## Passage provided
※ ※ ※
The original Delta rockets used a modified version of the PGM-17 Thor, the first ballistic missile deployed by the United States Air Force (USAF), as their first stage. The Thor had been designed in the mid-1950s to reach Moscow from bases in Britain or similar allied nations, and the first wholly successful Thor launch had occurred in September 1957. Subsequent satellite and space probe flights soon followed, using a Thor first stage with several different upper stages. The fourth upper-stage combination of the Thor was named the Thor "Delta", reflecting the fourth letter of the Greek alphabet. Eventually the entire Thor–Delta launch vehicle came to be called simply "Delta".NASA intended Delta as "an interim general-purpose vehicle" to be "used for communication, meteorological, and scientific satellites and lunar probes during 1960 and 1961". The plan was to replace Delta with other rocket designs when they came on-line. The Delta design emphasized reliability rather than performance by replacing components that had caused problems on earlier Thor flights; in particular, the trouble-prone inertial guidance package made by AC Spark Plug was replaced by a radio ground guidance system, which was mounted to the second stage instead of the first. NASA made the original Delta contract to the Douglas Aircraft Company in April 1959 for 12 vehicles of this design:
- Stage 1: Modified Thor IRBM with a Block I MB-3 engine group consisting of one Rocketdyne LR-79 main engine and two Rocketdyne LR-101 vernier thrusters for roll control, producing a total of 683 kN thrust, including LOX/RP1 turbopump exhaust.
※ ※ ※
## Assignment
Could you carry on the passage about the Delta rocket from the point where it ends?
※ ※ ※
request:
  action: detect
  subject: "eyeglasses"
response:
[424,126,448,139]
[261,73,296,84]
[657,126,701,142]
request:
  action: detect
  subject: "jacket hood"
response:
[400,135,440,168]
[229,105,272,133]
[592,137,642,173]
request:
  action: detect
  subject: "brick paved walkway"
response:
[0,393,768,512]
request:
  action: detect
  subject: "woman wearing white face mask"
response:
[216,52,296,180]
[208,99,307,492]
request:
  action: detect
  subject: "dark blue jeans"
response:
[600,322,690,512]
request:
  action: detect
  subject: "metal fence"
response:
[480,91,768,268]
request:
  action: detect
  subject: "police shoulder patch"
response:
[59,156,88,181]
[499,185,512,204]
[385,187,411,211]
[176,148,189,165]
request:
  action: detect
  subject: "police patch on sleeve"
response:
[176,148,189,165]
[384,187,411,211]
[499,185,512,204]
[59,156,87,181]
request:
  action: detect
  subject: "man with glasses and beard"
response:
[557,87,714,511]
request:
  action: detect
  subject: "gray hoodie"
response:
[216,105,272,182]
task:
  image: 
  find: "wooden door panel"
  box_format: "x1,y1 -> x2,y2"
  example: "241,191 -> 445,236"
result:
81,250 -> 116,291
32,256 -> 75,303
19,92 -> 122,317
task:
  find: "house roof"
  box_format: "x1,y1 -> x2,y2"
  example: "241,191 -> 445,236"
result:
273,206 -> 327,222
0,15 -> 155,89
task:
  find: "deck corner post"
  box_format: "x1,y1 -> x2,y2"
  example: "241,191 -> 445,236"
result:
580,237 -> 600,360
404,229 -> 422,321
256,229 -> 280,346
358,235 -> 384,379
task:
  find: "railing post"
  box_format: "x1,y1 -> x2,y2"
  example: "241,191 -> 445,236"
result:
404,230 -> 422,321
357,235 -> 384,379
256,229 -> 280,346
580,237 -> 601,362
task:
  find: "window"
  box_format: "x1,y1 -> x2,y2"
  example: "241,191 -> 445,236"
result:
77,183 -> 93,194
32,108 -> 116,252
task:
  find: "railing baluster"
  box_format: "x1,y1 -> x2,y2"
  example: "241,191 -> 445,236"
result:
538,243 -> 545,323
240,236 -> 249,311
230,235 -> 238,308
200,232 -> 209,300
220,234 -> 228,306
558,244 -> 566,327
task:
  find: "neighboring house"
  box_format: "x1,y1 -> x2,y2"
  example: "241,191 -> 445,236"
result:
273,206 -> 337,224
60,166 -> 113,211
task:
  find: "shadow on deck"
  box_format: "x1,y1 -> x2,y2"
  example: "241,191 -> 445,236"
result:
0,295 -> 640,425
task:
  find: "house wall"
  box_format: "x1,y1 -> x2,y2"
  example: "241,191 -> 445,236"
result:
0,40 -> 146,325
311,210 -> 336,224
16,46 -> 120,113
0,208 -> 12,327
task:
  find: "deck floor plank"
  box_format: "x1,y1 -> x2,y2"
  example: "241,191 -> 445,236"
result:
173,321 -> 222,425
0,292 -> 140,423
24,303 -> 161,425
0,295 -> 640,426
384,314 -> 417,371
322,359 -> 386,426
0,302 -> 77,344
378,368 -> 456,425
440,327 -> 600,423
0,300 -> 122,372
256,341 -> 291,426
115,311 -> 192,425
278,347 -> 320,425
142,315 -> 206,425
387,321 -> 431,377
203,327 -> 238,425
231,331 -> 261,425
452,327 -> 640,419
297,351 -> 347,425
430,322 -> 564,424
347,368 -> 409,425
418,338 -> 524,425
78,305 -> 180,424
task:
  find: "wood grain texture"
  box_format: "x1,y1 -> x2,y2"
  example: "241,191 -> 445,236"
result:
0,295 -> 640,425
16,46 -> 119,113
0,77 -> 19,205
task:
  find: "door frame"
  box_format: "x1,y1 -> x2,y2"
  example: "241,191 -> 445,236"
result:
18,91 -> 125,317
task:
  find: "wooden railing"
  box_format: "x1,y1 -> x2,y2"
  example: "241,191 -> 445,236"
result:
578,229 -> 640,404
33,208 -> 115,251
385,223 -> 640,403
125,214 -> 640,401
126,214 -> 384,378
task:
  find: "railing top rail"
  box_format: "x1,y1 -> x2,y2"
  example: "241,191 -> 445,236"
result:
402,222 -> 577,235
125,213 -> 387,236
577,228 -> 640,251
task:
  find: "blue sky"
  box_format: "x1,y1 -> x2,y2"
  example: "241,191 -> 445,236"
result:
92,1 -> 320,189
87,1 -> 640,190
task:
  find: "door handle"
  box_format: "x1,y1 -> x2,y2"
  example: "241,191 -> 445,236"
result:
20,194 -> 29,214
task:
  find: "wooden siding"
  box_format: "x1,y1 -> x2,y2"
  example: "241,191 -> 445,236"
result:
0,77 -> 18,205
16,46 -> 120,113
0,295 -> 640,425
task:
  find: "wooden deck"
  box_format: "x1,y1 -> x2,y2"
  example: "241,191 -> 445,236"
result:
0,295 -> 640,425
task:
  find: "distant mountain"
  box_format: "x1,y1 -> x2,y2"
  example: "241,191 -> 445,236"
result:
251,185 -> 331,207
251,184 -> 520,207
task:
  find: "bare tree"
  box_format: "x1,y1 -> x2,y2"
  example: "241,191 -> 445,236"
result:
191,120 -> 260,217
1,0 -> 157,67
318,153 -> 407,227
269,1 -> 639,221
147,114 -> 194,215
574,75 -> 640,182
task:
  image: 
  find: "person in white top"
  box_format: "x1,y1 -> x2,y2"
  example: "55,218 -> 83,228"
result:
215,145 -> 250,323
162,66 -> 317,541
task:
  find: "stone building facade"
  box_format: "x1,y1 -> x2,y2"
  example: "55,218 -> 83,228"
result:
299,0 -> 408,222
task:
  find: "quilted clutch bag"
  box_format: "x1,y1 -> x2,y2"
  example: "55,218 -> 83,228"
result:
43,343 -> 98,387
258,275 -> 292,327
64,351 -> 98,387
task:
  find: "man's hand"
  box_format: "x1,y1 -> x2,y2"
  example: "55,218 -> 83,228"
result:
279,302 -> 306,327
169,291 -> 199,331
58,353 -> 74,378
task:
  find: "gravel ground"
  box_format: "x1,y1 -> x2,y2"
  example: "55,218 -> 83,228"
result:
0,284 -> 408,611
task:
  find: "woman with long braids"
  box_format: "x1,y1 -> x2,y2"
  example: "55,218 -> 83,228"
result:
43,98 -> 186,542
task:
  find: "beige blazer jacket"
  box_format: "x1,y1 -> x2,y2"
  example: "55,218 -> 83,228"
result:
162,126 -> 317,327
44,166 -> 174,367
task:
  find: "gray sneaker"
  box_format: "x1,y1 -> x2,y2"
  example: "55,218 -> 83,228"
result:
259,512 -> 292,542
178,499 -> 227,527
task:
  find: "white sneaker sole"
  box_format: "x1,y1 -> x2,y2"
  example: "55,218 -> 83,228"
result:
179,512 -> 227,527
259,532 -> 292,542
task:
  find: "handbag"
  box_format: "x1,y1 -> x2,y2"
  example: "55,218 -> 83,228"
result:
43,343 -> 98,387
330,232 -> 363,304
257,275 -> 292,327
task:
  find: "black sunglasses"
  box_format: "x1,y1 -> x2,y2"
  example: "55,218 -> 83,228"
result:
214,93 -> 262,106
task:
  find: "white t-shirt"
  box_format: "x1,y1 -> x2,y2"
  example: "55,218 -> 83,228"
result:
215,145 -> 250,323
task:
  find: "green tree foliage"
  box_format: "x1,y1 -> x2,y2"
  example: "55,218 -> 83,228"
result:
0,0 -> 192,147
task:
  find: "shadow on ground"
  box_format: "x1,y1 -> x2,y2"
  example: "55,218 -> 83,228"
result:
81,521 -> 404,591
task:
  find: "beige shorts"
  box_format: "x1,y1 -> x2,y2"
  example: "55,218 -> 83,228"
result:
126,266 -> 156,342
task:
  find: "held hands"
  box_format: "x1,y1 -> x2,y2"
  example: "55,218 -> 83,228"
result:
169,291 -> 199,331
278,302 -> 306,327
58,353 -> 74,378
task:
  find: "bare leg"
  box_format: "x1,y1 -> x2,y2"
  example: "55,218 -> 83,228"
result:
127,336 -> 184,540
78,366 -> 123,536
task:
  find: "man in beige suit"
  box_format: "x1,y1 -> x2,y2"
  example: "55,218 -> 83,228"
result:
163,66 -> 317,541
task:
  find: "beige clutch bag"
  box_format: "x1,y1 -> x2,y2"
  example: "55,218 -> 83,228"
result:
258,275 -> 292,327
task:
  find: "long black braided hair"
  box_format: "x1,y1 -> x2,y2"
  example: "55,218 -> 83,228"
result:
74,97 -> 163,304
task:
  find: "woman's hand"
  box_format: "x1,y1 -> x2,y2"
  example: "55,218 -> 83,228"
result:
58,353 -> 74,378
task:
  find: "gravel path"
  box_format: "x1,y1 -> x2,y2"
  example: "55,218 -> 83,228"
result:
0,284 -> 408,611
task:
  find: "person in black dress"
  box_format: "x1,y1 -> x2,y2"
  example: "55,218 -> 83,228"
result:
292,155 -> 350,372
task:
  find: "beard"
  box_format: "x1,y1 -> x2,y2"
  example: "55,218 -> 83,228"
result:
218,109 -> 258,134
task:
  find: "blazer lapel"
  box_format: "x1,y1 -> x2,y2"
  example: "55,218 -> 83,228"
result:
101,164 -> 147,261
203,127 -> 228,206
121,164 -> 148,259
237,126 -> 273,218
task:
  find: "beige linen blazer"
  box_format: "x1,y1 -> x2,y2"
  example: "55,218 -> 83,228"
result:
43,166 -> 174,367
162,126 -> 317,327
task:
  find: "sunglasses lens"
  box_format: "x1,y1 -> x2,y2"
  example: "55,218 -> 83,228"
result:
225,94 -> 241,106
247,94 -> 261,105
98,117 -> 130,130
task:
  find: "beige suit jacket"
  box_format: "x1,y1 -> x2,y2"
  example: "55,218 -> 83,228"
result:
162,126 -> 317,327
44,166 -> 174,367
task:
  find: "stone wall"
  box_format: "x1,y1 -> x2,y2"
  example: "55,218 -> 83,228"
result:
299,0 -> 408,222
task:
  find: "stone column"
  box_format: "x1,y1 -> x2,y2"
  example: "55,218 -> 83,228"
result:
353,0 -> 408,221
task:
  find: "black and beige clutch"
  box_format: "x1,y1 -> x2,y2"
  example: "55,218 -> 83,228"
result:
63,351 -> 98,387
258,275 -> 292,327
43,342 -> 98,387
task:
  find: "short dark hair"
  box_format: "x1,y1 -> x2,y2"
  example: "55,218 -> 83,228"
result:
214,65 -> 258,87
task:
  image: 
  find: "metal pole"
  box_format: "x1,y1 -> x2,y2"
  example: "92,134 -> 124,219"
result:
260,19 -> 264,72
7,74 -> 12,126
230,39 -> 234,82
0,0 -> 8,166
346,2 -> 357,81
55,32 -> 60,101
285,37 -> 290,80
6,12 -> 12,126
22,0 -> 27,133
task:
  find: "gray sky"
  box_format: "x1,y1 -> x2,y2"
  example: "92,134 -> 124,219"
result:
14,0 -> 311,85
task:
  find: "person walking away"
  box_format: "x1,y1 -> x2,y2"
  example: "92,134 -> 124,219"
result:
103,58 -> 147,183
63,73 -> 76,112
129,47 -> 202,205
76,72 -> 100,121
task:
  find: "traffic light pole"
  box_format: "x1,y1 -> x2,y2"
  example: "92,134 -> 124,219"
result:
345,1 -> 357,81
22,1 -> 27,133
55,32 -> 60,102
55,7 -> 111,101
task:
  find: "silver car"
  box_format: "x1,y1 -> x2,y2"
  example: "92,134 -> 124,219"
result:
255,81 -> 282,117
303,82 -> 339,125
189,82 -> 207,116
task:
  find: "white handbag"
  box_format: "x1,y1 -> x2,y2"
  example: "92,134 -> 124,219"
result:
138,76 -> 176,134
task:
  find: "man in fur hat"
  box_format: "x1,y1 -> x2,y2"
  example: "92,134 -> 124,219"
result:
※ ※ ※
## Output below
- Stage 2: Modified Able. Pressure-fed UDMH/nitric acid-powered Aerojet AJ-10-118 engine producing 34 kN. This reliable engine cost US$4 million to build and is still flying in modified form today. Gas-jet attitude control system.
- Stage 3: Altair. A spin-stabilized (via a turntable on top of the Able) at 100 rpm by two solid rocket motors before separation. One ABL X-248 solid rocket motor provided 12 kN of thrust for 28 seconds. The stage weighed 230 kg and was largely constructed of wound fiberglass.

These vehicles would be able to place 290 kg into a 240 to 370 km LEO or 45 kg into GTO. Eleven of the twelve initial Delta flights were successful, and until 1968, no failures occurred in the first two minutes of launch. The high degree of success achieved by Delta stood in contrast to the numerous West Coast Thor failures. The total project development and launch cost came to US$43 million, US$3 million over budget. An order for 14 more vehicles was made before 1962.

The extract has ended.